TASK PROMPT - Show the lines below that contain the string "hind".

SUPPLIED ENTRIES -
==========

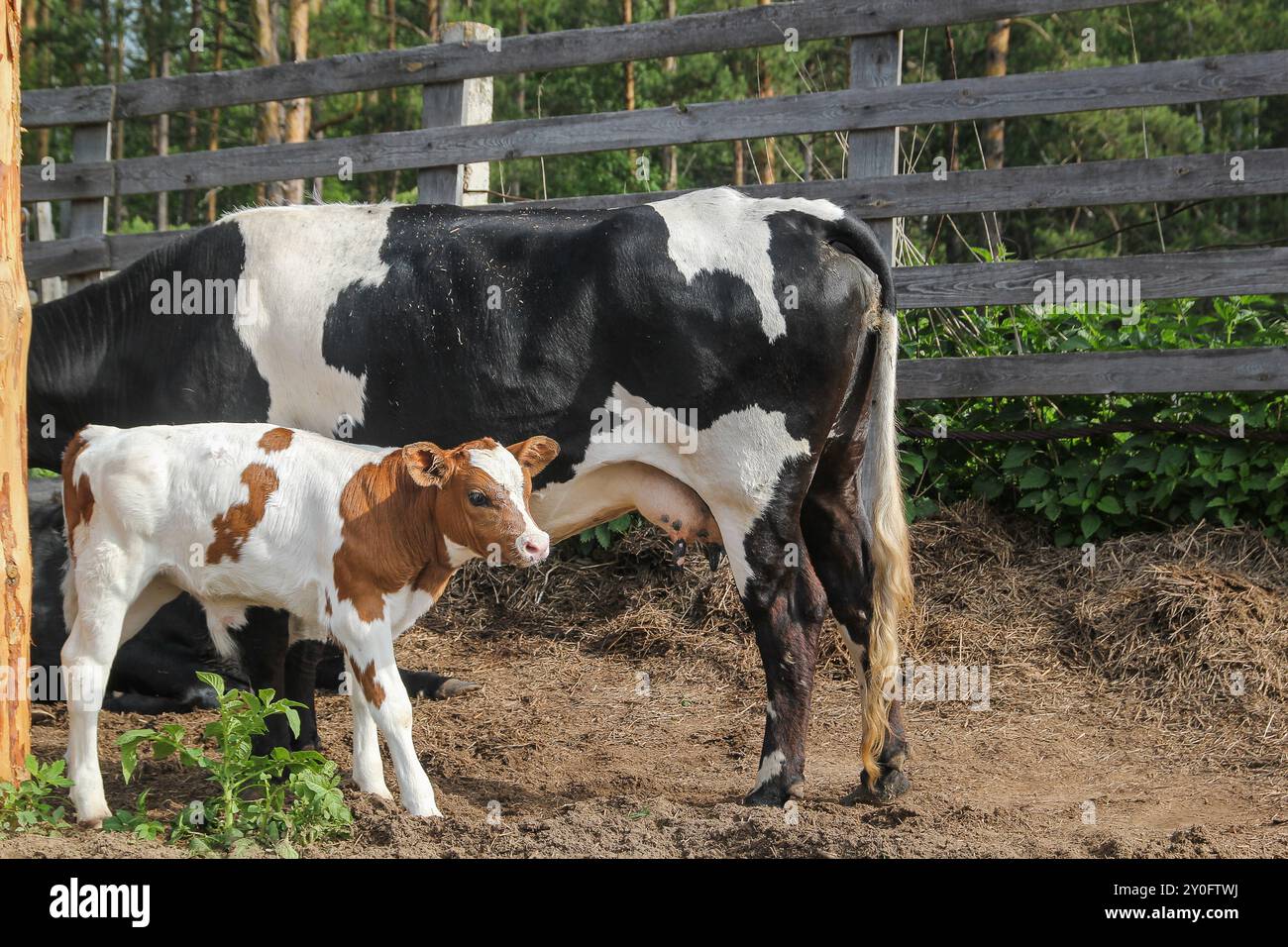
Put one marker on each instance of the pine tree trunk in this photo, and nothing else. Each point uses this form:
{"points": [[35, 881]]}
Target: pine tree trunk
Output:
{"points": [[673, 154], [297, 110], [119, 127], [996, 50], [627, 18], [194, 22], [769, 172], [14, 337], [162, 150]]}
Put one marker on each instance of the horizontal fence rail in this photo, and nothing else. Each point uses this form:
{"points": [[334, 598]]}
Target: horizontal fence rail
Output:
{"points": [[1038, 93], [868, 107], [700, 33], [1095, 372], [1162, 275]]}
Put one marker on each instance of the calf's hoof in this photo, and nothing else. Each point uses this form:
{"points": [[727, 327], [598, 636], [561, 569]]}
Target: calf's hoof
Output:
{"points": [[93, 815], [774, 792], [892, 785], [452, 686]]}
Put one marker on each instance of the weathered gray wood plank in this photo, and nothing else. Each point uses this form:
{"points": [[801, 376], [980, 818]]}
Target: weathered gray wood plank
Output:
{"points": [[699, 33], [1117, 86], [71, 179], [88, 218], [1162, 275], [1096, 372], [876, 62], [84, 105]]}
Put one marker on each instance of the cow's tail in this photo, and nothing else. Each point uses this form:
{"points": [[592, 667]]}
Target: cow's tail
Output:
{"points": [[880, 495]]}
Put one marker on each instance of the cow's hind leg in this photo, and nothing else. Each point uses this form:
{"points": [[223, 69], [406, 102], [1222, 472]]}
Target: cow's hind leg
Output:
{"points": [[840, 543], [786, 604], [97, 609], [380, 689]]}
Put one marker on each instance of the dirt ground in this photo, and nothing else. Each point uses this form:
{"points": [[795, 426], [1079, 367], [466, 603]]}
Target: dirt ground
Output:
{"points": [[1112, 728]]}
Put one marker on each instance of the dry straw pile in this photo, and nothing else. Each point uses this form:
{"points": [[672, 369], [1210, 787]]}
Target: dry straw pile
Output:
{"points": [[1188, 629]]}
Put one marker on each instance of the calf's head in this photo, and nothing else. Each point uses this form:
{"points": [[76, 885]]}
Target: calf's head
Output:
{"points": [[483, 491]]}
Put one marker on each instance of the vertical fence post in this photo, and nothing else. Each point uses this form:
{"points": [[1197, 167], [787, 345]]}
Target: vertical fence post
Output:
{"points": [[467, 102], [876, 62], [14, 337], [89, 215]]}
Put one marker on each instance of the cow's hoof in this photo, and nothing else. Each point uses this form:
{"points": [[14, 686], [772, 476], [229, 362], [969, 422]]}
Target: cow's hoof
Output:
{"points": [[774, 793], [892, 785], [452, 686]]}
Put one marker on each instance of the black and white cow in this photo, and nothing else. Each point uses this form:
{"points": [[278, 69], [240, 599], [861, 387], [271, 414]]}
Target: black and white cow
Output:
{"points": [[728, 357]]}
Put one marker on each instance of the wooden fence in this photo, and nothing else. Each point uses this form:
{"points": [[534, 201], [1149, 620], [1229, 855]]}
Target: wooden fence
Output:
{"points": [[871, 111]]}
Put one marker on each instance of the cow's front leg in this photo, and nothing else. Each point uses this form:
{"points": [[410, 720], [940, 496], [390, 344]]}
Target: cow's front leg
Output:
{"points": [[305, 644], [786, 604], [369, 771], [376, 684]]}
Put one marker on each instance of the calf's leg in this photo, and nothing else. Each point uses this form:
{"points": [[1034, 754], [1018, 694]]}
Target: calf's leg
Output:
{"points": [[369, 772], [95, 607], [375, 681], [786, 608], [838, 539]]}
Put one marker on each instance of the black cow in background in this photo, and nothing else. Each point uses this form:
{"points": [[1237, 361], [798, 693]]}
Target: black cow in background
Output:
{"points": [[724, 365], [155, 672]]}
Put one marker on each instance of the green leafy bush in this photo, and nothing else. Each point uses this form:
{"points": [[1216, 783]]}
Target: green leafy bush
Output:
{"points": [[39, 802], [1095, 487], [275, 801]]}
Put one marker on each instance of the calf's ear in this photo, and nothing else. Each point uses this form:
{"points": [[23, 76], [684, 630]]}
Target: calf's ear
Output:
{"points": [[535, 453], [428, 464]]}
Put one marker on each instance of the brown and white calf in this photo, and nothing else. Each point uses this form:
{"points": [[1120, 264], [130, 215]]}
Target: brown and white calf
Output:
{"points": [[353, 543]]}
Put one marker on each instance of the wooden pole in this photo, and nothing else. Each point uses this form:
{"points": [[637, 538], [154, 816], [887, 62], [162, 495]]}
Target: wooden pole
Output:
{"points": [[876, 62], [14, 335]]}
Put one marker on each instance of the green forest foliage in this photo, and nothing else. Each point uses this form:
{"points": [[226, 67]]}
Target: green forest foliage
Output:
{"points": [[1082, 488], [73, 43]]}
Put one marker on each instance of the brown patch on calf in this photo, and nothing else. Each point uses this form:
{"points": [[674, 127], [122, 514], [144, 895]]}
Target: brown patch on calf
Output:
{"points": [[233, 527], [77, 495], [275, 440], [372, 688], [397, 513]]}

==========

RESULT FOR THIS TASK -
Put one marker on each instance of the cow's hind leg in this photo, and nothing else. Each point uses this form:
Target: cow's hind leg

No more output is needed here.